**Activity list**
[a] Answer these from the essay on visible saints, one line each:
(i) In the Puritan sects of which century's Britain did visible saints belong?
(ii) On what specific matter did Luther challenge the church?
(iii) Which work and year are cited for the quoted words of John Calvin?
[b] According to the essay on visible saints, through what things was the saints' saintliness made visible? List every one.
[c] Reproduce the stretch of the essay on visible saints from "And so it is" through "their worldly deeds.".

Doctrine of Visible Saints

In the Puritan sects of 17th century Britain, visible saints were those select few whom God had ordained righteous and who observably enjoyed the fruits of God’s grace. The visible saints did good works. They were honest and compassionate. They possessed strength of reason and could defend God’s word with eloquence and courage. Visible saints were good because God made them to be good. He furnished them with intelligence, charisma, and an aptitude for moral discipline. Their saintliness was made visible through qualities of behavior, their zeal for the Word, their station in society, and, most often and most obviously, through their acquisition of material wealth. I think the wealth component might have been the basis for the doctrine. There was a bourgeoning middle class in England during the 17th century. Common people—not just lords and noblemen—began owning surpluses of property and assets. To justify their right to wealth, these new members of the middle class began asserting that God desired them to be successful and that anyone questioned their worthiness would be challenging God’s will.

We often mistakenly attribute the protestant schism from the Catholic Church as being caused by frustrations with papal corruption and an unwillingness of sovereign rulers to submit to the church’s power. While these concerns certainly encouraged the spread of Protestantism, it cannot be said that Martin Luther risked life, limb, and his eternal soul because he was upset that the Vatican was taking bribes. Matters of power and administration could be resolved internally—they always had been. Luther’s contention with the church was doctrinal. He was calling into question old, foundational beliefs which to correct would have required an undoing of orthodoxy dating back to the first council of Nicaea. Specifically, Luther challenged the church on the matter of predestination. If we are to presume that God is all-powerful and all-knowing then we must also acknowledge that God has absolute control over the universe and is the facilitating factor behind all causes and effects. This would also mean that human beings, as creations of God, must, at all times, adhere to His will, whether acting morally or immorally. Therefore, the Catholic Church’s stance on free will and its view that salvation was a thing that people achieved through good deeds and obedience had to be invalid. Luther maintained that people were already saved. As an act of grace, God had sacrificed his only son to save mankind. The only moral decision one had to make was either accepting this grace through faith in God or rejecting it. John Calvin went further, discarding the moral decision altogether. He posited in his clear, forceful way that God makes some men fit for salvation and destined for it, while for others he makes it an impossibility: “All are not created on equal terms, but some are preordained to eternal life, others to eternal damnation; and, accordingly, as each has been created for one or other of these ends, we say that he has been predestinated to life or to death.” (Institutes of the Christian Religion, 1564)

And so it is from belief in strict predestination that the Doctrine of Visible Saints arises. As a moral system, this can be highly problematic. It erases ethical responsibility and the role of human will in individuals’ own lives. It justifies one’s success even if it comes at the expense of others and removes the obligation of charity as a means of redistribution. Perhaps most troublesome, it equates positive fortune with moral purity and misfortune with wickedness. The believer is made to accept that when bad things happen to good people, somehow the sufferer deserves it. It does not matter if the individual is good, their poor fate was predetermined and is independent of their worldly deeds.

**Dataset content**
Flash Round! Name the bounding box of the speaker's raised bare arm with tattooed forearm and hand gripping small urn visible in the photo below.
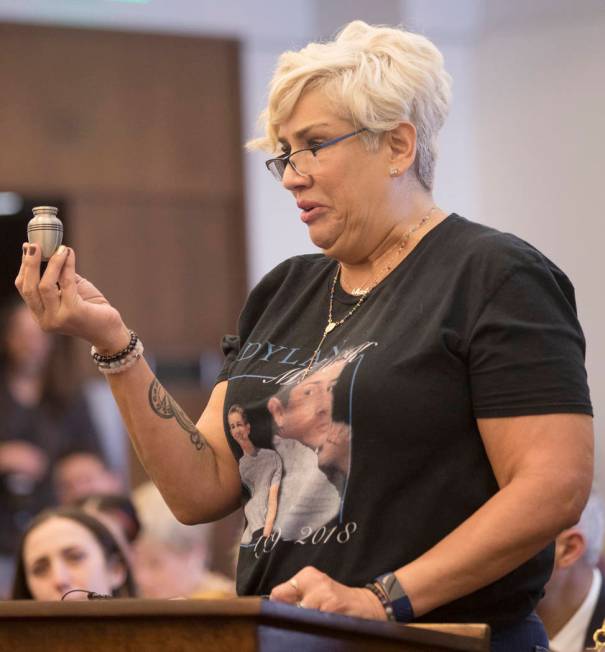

**Answer section**
[a]
(i) The 17th century.
(ii) Predestination.
(iii) Institutes of the Christian Religion, 1564.

[b]
- Qualities of behavior
- Their zeal for the Word
- Their station in society
- Their acquisition of material wealth

[c]
And so it is from belief in strict predestination that the Doctrine of Visible Saints arises. As a moral system, this can be highly problematic. It erases ethical responsibility and the role of human will in individuals’ own lives. It justifies one’s success even if it comes at the expense of others and removes the obligation of charity as a means of redistribution. Perhaps most troublesome, it equates positive fortune with moral purity and misfortune with wickedness. The believer is made to accept that when bad things happen to good people, somehow the sufferer deserves it. It does not matter if the individual is good, their poor fate was predetermined and is independent of their worldly deeds.